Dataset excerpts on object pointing
— BEGIN —

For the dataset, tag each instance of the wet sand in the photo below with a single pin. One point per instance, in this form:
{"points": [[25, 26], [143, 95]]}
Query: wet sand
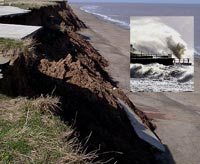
{"points": [[177, 115]]}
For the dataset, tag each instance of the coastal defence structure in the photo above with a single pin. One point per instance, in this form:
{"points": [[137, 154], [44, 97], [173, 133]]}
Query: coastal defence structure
{"points": [[147, 58]]}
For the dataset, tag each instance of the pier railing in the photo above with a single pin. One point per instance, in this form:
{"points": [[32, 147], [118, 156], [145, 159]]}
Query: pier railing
{"points": [[185, 61]]}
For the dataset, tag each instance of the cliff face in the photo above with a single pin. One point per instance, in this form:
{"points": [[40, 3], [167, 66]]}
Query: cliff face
{"points": [[66, 65], [49, 16]]}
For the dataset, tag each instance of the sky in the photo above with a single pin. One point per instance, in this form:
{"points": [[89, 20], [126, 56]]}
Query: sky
{"points": [[142, 1]]}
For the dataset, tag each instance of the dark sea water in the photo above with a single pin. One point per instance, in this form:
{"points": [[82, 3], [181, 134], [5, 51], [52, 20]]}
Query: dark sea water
{"points": [[171, 78], [119, 13]]}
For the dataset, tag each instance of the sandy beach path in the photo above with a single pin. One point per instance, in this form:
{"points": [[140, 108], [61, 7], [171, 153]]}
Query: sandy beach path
{"points": [[177, 115]]}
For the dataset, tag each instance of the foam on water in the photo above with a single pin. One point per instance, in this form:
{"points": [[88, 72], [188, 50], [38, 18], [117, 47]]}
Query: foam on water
{"points": [[93, 9]]}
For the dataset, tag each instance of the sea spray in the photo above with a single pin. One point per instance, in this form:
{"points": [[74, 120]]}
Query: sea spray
{"points": [[150, 35], [178, 73], [96, 10]]}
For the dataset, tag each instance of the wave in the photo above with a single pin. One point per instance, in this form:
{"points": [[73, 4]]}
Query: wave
{"points": [[93, 10], [152, 35], [161, 72]]}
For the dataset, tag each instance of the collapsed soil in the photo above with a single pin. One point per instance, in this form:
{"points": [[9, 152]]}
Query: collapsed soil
{"points": [[66, 65]]}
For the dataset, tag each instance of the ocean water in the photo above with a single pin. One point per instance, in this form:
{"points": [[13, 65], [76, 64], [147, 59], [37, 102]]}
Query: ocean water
{"points": [[119, 14], [157, 77]]}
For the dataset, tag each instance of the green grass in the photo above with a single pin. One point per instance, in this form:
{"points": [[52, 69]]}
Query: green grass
{"points": [[8, 47], [30, 133], [10, 43], [29, 4]]}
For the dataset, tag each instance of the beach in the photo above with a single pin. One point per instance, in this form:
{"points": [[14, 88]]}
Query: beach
{"points": [[176, 115]]}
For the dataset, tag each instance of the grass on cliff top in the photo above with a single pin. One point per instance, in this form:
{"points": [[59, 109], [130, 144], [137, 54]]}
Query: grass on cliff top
{"points": [[8, 46], [32, 4], [31, 134]]}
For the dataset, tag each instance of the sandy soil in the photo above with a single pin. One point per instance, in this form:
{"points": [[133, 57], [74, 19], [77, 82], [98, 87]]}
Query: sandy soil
{"points": [[177, 115]]}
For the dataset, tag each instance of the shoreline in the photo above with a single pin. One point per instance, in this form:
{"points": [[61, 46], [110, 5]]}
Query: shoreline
{"points": [[177, 115]]}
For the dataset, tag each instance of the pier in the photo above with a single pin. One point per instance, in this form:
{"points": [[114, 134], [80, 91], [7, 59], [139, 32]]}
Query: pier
{"points": [[143, 58]]}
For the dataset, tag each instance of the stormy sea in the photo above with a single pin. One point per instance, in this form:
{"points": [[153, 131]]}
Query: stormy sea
{"points": [[157, 77]]}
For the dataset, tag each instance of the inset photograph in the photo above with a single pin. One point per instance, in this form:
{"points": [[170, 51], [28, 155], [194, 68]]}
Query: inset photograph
{"points": [[162, 54]]}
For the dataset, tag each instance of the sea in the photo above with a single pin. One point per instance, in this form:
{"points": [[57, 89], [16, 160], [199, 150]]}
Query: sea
{"points": [[156, 77]]}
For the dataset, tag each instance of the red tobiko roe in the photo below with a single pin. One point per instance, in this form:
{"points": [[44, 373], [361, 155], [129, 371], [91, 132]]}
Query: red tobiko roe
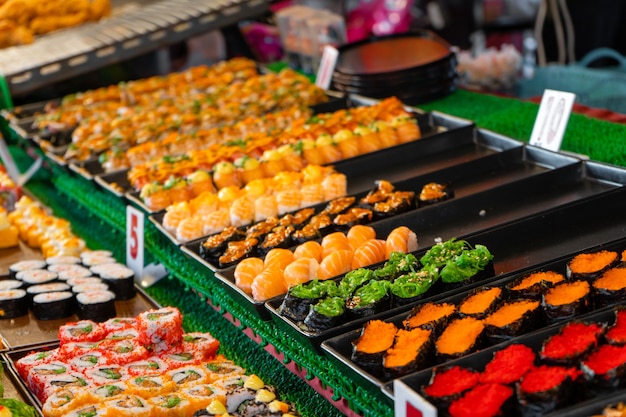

— END —

Lay out the listing above as a JSON list of strings, one string per line, skipping blank lines. Leave the pictures out.

[
  "For the dataset, tag each instance of the wet sand in the photo below with a single pin. One point per instance, in this form:",
  "{\"points\": [[25, 26], [143, 95]]}",
  "Query: wet sand",
  "{\"points\": [[177, 115]]}",
  "For the dataset, tag each instance of the coastal defence structure in the photo above with a single pin. One point per instance, in this form:",
  "{\"points\": [[137, 154], [44, 97], [173, 133]]}",
  "Query: coastal defence structure",
  "{\"points\": [[147, 58]]}",
  "For the dataset, tag each instance of the pier railing in the photo above with a single pin. One point per instance, in this form:",
  "{\"points\": [[32, 147], [118, 156], [145, 159]]}",
  "Query: pier railing",
  "{\"points\": [[185, 61]]}",
  "For the dataset, tag each instance of the cliff face in the photo above with a single pin. One point per instance, in this form:",
  "{\"points\": [[40, 3], [167, 66]]}",
  "Query: cliff face",
  "{\"points\": [[66, 65], [49, 16]]}",
  "For the dataset, tag each instance of the sky in the photo above with a single pin. One point per instance, in this form:",
  "{\"points\": [[89, 20], [126, 56]]}",
  "Query: sky",
  "{\"points\": [[142, 1]]}",
  "For the dataset, tag each instance of the dark sea water in the photo above with a single pin. One point per instance, in this form:",
  "{\"points\": [[82, 3], [181, 134], [5, 51], [52, 20]]}",
  "Query: dark sea water",
  "{\"points\": [[171, 78], [119, 13]]}",
  "For the dataset, tag each instance of the sandy beach path in the photo above with a single pin. One point per instance, in this form:",
  "{\"points\": [[140, 108], [61, 7], [171, 153]]}",
  "Query: sandy beach path",
  "{\"points\": [[177, 115]]}",
  "For the dataset, tag each instance of the foam on water in the photo above with a single pin. One point per instance, in this form:",
  "{\"points\": [[88, 72], [188, 50], [38, 18], [117, 47]]}",
  "Query: foam on water",
  "{\"points\": [[93, 9]]}",
  "For the dataset, tag each instance of the sea spray in the photo above with a single pin. One point per instance, in this form:",
  "{\"points\": [[74, 120]]}",
  "Query: sea spray",
  "{\"points\": [[150, 35], [178, 73], [96, 10]]}",
  "For the dataset, tag each instance of the wave in the photo above with a single pin. One point per instance, in this form:",
  "{\"points\": [[73, 4]]}",
  "Query: wave",
  "{\"points\": [[93, 10], [152, 35], [161, 72]]}",
  "For the dataset, tag each instance of the collapsed soil in the photo above with a single pin. One point per instance, in this form:",
  "{\"points\": [[9, 152]]}",
  "Query: collapsed soil",
  "{\"points\": [[66, 65]]}",
  "For the dataset, tag each instance of the ocean water in the photo above with a single pin. One point per instance, in this form:",
  "{\"points\": [[13, 65], [76, 64], [147, 59], [37, 102]]}",
  "Query: ocean water",
  "{\"points\": [[119, 14], [157, 77]]}",
  "For the dataset, tag each instance of the green grass in the photo above with a single pin. One point per instance, in this form:",
  "{\"points\": [[52, 69]]}",
  "Query: green grass",
  "{\"points\": [[8, 47], [30, 133], [10, 43], [29, 4]]}",
  "For the dataset, tag each instance of the beach in the photo above with a single pin. One point per instance, in this form:",
  "{\"points\": [[14, 88]]}",
  "Query: beach",
  "{\"points\": [[176, 115]]}",
  "For the dataset, tag each instance of the grass on cliff top in the photo above with a single pin. One point per instance, in this form:",
  "{\"points\": [[59, 109], [130, 144], [137, 54]]}",
  "Query: grass on cliff top",
  "{\"points\": [[8, 46], [32, 4], [31, 134]]}",
  "For the dataset, tag each instance of the sandy soil in the photo above with a single pin. One point per instance, in this form:",
  "{\"points\": [[133, 57], [74, 19], [77, 82], [98, 87]]}",
  "Query: sandy soil",
  "{\"points\": [[177, 115]]}",
  "For the dataset, tag each instance of the shoreline in the photo above with a single pin. One point per instance, in this form:",
  "{\"points\": [[61, 46], [110, 5]]}",
  "Query: shoreline",
  "{\"points\": [[177, 115]]}",
  "For the dataset, tag each instance of the pier in the photo above with a single pin. One point per instance, in this form:",
  "{\"points\": [[114, 134], [80, 91], [7, 59], [139, 32]]}",
  "Query: pier",
  "{\"points\": [[143, 58]]}",
  "For the dataset, tag each instance of the stormy sea in the photo above with a single pin. One point per instance, in this form:",
  "{\"points\": [[153, 131]]}",
  "Query: stormy sea",
  "{\"points\": [[157, 77]]}",
  "For the dataset, tag each instance of the inset photograph in the photo above with a single pin. One point per instance, in this form:",
  "{\"points\": [[170, 51], [28, 155], [194, 68]]}",
  "Query: inset photograph",
  "{\"points\": [[162, 54]]}",
  "For the dataset, tag each instance of the sea in the photo above with a single pin. One point per instance, in this form:",
  "{\"points\": [[57, 89], [16, 160], [199, 150]]}",
  "Query: sea",
  "{\"points\": [[156, 77]]}",
  "For the dataset, tag each instance of the red tobiko roe in the photo below with a single pin. One point per instance, in this form:",
  "{\"points\": [[44, 373], [361, 155], [129, 371], [91, 132]]}",
  "Query: red tobiko roe"
]